SOURCE TEXT>
------------------------------------------------
Underwriting the data centre build-out, where technology giants, hyperscalers and artificial intelligence start-ups are deploying hundreds of billions of dollars to construct new capacity to power and serve their computationally intense software and services, is seen as perhaps the biggest new opportunity for re/insurers of recent decades.

Estimates suggest billions in premiums will need to be underwritten to support the risk management and transfer needs of data centres and other technology infrastructure over the coming years.

Marsh and its reinsurance broking arm Guy Carpenter recognise the opportunity and on the reinsurance side there is a belief that capital market participation is essential to deliver the risk transfer limit that is going to be required.

Speaking during Marsh’s fourth-quarter earnings call today, Dean Klisura, CEO of Guy Carpenter stated, “I think this is a significant new business opportunity in 2026 for both cedents and reinsurers.”

He continued, “There’s been estimates of up to $10 billion of new premium entering the market in 2026 because of these opportunities and the market needs more capacity. No cedent is going to put up billions of dollars of capacity for a single location risk.

“So that’s a real issue. All of our clients want to write data centres across ten plus products globally, but they require additional reinsurance protections.
------------------------------------------------
DATASET ROWS>

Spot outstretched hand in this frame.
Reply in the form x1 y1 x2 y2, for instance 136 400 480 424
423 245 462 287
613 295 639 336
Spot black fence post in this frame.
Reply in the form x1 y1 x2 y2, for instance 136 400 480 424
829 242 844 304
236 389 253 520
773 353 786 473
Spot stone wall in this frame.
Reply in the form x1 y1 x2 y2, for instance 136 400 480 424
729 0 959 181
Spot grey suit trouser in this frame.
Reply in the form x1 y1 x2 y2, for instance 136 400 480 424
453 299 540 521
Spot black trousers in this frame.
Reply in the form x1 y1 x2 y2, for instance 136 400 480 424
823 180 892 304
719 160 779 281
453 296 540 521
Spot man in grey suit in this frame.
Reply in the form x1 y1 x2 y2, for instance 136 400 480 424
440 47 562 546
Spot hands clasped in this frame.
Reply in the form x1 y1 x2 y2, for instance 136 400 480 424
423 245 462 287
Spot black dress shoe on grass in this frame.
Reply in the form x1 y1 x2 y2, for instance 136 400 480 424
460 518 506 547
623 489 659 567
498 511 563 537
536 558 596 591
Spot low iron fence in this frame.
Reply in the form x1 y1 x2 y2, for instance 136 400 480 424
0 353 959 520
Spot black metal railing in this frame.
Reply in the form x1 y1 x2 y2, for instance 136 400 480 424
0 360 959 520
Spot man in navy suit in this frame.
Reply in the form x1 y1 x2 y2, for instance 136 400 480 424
------------------------------------------------
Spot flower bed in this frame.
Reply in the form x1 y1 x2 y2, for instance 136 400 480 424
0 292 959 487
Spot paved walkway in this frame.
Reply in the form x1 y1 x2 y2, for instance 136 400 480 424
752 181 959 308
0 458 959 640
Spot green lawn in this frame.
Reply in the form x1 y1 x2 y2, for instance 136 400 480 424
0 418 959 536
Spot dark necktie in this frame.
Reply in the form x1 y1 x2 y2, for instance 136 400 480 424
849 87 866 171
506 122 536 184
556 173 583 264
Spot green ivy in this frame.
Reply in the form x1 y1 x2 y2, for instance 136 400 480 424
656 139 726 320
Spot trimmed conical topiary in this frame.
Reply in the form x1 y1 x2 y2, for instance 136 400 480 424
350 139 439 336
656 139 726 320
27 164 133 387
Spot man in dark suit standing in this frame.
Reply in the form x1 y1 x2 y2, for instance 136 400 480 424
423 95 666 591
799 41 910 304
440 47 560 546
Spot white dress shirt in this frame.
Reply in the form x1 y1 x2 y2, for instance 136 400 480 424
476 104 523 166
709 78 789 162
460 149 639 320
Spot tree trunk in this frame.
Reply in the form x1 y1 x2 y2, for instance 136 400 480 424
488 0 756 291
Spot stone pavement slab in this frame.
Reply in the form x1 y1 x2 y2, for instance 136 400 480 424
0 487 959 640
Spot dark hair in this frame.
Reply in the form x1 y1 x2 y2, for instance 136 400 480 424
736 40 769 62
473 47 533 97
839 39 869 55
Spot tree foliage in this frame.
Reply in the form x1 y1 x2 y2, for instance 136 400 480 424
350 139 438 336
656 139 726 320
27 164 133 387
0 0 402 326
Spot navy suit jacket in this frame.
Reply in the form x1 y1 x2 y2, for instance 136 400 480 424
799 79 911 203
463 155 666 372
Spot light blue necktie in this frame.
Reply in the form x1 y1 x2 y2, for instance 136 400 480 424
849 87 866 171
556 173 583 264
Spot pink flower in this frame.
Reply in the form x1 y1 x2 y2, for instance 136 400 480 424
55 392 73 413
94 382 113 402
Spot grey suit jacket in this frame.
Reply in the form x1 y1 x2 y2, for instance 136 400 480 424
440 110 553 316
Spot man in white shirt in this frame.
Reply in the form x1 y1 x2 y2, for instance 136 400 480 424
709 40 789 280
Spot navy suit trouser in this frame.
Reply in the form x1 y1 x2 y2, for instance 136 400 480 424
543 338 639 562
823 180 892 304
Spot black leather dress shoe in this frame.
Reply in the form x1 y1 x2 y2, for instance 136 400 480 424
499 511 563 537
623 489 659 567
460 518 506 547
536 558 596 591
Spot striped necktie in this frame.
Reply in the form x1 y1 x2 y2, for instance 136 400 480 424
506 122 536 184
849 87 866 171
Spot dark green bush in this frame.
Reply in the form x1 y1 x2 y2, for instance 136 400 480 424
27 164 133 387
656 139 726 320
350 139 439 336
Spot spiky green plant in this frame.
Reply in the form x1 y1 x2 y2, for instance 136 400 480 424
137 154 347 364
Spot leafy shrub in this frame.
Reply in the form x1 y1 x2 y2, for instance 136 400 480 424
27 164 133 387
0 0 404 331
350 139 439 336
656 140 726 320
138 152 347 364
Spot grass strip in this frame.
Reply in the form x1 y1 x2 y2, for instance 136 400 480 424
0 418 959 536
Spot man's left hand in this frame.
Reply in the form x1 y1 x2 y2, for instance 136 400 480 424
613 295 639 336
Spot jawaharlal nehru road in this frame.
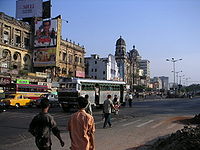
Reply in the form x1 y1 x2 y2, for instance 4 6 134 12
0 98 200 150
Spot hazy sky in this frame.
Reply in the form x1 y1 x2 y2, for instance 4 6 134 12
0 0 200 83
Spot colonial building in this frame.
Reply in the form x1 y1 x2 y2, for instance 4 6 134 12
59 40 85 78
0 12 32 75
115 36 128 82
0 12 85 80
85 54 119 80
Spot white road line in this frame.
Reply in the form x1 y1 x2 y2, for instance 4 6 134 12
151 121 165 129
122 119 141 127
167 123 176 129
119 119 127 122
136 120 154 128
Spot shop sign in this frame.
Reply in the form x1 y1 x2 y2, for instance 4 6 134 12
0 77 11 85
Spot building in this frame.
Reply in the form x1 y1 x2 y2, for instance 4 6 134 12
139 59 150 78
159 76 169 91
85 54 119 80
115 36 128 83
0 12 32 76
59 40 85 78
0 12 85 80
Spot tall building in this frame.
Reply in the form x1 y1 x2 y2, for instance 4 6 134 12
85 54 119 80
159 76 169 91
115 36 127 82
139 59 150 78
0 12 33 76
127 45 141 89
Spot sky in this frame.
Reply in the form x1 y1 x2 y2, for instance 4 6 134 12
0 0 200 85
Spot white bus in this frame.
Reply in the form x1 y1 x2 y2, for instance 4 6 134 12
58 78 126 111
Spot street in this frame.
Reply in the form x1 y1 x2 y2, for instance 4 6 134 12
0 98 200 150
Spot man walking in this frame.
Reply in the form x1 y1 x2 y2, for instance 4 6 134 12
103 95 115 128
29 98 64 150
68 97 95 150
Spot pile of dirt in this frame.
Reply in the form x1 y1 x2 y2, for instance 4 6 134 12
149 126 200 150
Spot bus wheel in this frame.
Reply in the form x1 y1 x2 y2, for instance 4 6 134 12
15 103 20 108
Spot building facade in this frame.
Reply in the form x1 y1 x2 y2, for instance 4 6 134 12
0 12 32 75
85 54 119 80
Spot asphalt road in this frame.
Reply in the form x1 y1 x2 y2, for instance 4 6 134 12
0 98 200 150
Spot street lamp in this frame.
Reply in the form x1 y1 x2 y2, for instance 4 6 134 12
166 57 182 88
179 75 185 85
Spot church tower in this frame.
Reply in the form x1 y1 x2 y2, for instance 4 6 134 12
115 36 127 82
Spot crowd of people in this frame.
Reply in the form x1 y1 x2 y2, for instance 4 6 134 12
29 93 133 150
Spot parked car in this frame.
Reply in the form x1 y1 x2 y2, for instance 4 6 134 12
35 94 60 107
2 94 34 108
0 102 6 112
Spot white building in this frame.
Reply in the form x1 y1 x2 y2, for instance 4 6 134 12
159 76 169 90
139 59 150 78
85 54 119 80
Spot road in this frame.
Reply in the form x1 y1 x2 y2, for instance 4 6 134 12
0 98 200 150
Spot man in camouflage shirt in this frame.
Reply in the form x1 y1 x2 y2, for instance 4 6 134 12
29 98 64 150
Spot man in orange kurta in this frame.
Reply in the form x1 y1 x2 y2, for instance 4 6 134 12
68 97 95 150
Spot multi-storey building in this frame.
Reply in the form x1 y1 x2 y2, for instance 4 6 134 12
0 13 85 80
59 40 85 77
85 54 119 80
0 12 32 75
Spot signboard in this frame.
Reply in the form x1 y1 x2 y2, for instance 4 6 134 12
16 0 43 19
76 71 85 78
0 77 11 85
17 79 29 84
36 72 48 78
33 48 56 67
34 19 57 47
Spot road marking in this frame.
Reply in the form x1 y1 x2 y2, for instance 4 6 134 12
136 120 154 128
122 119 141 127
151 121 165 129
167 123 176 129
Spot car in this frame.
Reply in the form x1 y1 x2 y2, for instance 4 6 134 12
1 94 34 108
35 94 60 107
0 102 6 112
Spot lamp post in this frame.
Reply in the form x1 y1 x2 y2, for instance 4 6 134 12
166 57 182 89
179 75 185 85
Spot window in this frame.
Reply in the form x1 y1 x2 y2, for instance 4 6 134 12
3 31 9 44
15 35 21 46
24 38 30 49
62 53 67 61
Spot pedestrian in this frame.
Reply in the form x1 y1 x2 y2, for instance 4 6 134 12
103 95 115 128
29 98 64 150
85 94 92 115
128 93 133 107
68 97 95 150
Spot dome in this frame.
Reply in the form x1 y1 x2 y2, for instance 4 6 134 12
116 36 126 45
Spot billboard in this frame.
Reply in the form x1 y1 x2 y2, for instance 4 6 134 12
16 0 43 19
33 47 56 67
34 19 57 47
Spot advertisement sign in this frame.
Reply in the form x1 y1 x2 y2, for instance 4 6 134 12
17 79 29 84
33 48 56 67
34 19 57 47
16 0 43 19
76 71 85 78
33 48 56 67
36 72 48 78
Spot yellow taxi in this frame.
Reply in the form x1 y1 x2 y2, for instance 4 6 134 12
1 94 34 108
------------------------------------------------
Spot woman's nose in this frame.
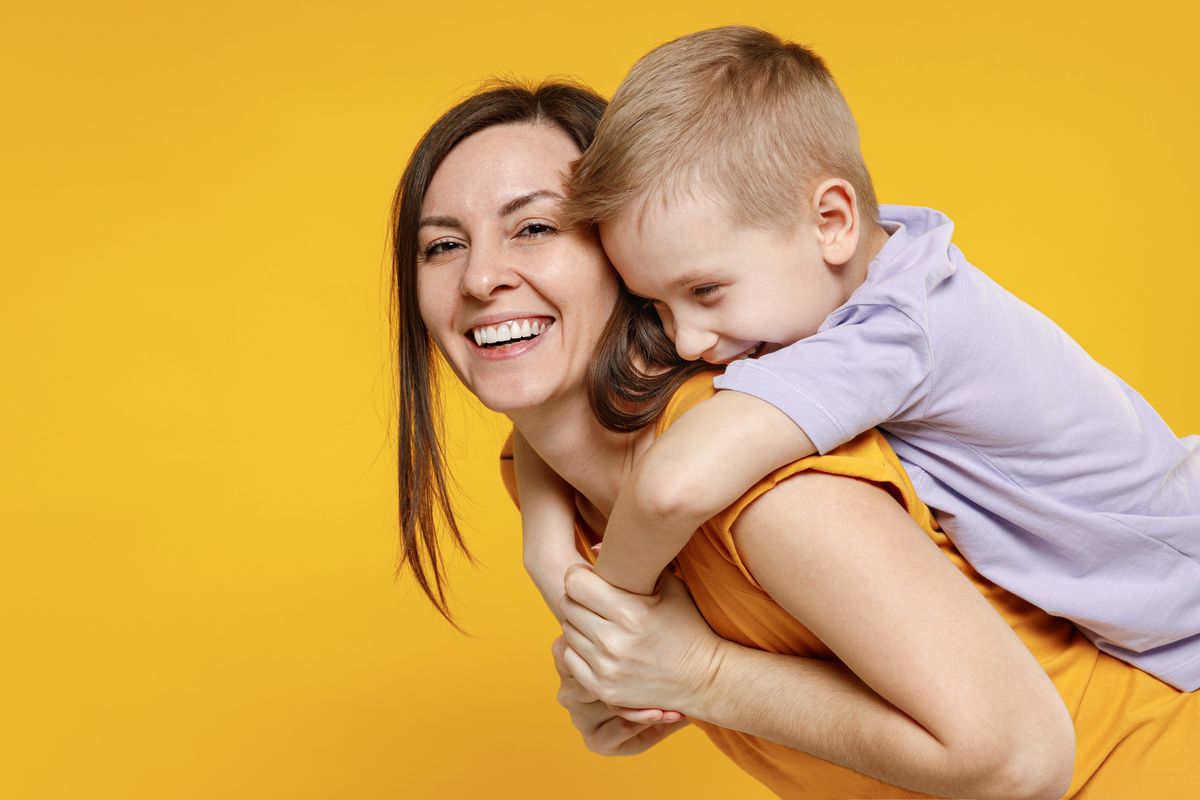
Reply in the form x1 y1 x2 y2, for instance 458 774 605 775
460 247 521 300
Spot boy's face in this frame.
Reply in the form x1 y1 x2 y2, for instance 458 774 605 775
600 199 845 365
------------------------------------------------
TO DO>
• A. According to the data center passage, how much new premium has been estimated to enter the market in 2026?
• B. Transcribe the data center passage between "Speaking during Marsh’s" and "single location risk.", inclusive.

FULL SOLUTIONS>
• A. Up to $10 billion.

• B.
Speaking during Marsh’s fourth-quarter earnings call today, Dean Klisura, CEO of Guy Carpenter stated, “I think this is a significant new business opportunity in 2026 for both cedents and reinsurers.”

He continued, “There’s been estimates of up to $10 billion of new premium entering the market in 2026 because of these opportunities and the market needs more capacity. No cedent is going to put up billions of dollars of capacity for a single location risk.